17 A.2d 449 | N.H. | 1941
The decedent was struck by the defendant's automobile while he was walking along the highway from Manchester to Bedford and the defendant was driving in the same direction. The accident happened at midnight of September 5, 1939, or shortly thereafter. The black, hard surface of the highway was twenty-one to twenty-four feet wide. After the accident the decedent's body was found lying on the pavement at least five or six feet in from the west side of the tarvia. Both parties had been proceeding southward.
The defendant urges that it cannot be found that he was guilty of causal negligence as a matter of law, and that it must be found that the decedent's negligence was the sole cause of the accident. The night was dark, it was raining hard, and the road was wet and slippery. The traffic was heavy. The defendant knew that the decedent would probably be walking along the road, knew that he had probably been drinking, and had consequently been watching for him. He was driving at the rate of twenty-five or thirty miles an hour. The road was straight and level.
The defendant saw a car approaching from the opposite direction *245 at a distance of 400 or 500 feet, and at about the same speed. Though the defendant had his lights on high beam, the lights of the approaching car blinded him so that he could not see the lane on which he was driving, but only the gravel shoulder. He did not reduce speed. Just after the other car passed him, he was for the first time able to see the decedent's form, only four or five feet ahead of him, too late to do anything to avoid the accident. The causal negligence of the defendant may be assumed.

YOUR TASK –
Quote the entire court opinion on the highway accident, without changing a word. The listing that comes next is taken from a separate source, not from the court opinion.

SUPPLIED DATA –
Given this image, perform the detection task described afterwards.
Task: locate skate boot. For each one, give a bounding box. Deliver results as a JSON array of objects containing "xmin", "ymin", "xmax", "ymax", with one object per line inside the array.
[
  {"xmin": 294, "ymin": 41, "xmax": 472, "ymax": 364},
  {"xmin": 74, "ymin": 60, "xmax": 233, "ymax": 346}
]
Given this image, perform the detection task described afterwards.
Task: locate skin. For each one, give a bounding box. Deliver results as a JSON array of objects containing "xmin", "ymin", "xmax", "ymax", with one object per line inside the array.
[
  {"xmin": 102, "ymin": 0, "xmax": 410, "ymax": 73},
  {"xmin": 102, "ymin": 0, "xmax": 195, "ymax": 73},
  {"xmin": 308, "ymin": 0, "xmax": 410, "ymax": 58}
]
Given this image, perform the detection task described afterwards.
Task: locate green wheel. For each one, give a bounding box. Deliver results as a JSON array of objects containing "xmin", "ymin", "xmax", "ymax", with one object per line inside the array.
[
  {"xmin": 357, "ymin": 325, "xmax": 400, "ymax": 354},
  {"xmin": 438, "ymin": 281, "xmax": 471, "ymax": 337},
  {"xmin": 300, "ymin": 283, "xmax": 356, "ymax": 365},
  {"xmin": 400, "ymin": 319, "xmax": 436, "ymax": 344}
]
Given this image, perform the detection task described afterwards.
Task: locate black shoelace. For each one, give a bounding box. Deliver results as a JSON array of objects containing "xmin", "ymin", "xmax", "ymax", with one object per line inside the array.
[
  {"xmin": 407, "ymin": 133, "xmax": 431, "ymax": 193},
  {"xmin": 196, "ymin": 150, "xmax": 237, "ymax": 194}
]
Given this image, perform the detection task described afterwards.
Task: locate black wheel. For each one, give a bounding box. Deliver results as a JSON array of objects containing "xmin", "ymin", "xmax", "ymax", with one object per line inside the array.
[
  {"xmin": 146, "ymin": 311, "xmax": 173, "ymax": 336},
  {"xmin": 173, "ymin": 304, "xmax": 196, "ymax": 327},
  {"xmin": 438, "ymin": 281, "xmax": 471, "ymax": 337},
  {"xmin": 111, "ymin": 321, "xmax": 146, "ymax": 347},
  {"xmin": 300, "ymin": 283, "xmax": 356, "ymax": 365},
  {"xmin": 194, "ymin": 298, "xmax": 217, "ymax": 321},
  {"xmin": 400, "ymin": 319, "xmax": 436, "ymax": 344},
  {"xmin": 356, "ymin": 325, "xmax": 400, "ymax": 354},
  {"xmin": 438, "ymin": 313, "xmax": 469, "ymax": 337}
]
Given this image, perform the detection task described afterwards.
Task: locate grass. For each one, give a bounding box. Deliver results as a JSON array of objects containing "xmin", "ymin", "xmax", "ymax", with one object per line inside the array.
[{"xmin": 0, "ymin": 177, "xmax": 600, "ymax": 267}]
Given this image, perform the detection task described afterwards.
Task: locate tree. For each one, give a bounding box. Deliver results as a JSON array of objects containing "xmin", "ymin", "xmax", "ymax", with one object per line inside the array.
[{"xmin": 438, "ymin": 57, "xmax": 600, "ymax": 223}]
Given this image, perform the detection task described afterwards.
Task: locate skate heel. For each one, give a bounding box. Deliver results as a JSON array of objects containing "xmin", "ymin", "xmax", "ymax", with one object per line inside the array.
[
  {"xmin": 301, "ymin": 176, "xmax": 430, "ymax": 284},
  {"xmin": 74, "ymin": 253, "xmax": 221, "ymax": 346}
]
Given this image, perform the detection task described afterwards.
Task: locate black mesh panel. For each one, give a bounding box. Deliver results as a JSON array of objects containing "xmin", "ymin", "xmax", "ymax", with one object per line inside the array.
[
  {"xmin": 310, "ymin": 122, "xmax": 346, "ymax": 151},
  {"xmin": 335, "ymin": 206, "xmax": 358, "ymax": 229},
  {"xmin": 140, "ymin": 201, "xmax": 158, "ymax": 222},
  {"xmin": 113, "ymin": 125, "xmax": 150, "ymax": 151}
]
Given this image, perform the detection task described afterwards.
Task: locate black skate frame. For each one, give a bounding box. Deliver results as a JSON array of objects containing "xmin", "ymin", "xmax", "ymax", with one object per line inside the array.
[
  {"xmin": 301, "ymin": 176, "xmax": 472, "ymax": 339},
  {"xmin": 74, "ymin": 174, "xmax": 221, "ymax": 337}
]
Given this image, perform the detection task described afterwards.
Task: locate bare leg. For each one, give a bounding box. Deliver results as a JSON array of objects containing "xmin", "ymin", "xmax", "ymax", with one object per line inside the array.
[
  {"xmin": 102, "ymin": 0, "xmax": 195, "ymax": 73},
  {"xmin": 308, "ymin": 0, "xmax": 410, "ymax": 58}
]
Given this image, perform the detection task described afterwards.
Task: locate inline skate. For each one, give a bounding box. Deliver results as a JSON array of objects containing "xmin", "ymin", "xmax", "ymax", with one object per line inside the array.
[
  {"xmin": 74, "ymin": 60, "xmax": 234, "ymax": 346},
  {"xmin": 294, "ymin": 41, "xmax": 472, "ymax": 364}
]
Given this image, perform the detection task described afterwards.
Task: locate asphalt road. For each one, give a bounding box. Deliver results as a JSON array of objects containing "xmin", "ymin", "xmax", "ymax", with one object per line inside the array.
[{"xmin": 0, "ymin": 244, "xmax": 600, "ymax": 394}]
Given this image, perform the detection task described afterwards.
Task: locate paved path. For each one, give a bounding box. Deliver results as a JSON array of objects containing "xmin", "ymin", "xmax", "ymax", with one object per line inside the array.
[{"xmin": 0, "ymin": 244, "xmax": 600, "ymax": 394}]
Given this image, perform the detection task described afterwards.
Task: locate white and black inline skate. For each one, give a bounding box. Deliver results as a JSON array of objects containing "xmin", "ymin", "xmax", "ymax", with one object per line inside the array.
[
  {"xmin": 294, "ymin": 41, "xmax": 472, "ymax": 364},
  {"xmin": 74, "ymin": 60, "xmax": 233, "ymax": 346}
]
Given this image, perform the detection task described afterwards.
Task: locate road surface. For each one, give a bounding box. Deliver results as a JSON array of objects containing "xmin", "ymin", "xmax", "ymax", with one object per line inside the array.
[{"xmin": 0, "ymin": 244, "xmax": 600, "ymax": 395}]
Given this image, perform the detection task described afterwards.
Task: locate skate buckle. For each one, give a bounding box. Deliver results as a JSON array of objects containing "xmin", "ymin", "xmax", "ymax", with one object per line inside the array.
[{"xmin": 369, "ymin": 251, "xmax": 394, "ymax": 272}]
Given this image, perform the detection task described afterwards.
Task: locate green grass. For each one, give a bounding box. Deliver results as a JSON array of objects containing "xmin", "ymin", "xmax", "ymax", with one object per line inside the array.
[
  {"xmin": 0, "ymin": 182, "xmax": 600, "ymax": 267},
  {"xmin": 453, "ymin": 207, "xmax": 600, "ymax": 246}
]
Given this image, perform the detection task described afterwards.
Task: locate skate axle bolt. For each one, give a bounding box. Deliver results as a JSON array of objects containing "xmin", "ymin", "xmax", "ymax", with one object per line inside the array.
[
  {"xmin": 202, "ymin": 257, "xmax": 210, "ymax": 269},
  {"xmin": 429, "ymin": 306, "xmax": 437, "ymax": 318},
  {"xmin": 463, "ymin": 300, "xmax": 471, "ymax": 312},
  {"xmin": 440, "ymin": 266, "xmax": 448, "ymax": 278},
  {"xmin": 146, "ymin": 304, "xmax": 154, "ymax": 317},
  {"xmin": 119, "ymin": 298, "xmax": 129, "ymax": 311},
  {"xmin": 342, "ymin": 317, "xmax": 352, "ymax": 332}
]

SOLVED PROBLEM –
17 A.2d 449 | N.H. | 1941
The decedent was struck by the defendant's automobile while he was walking along the highway from Manchester to Bedford and the defendant was driving in the same direction. The accident happened at midnight of September 5, 1939, or shortly thereafter. The black, hard surface of the highway was twenty-one to twenty-four feet wide. After the accident the decedent's body was found lying on the pavement at least five or six feet in from the west side of the tarvia. Both parties had been proceeding southward.
The defendant urges that it cannot be found that he was guilty of causal negligence as a matter of law, and that it must be found that the decedent's negligence was the sole cause of the accident. The night was dark, it was raining hard, and the road was wet and slippery. The traffic was heavy. The defendant knew that the decedent would probably be walking along the road, knew that he had probably been drinking, and had consequently been watching for him. He was driving at the rate of twenty-five or thirty miles an hour. The road was straight and level.
The defendant saw a car approaching from the opposite direction *245 at a distance of 400 or 500 feet, and at about the same speed. Though the defendant had his lights on high beam, the lights of the approaching car blinded him so that he could not see the lane on which he was driving, but only the gravel shoulder. He did not reduce speed. Just after the other car passed him, he was for the first time able to see the decedent's form, only four or five feet ahead of him, too late to do anything to avoid the accident. The causal negligence of the defendant may be assumed.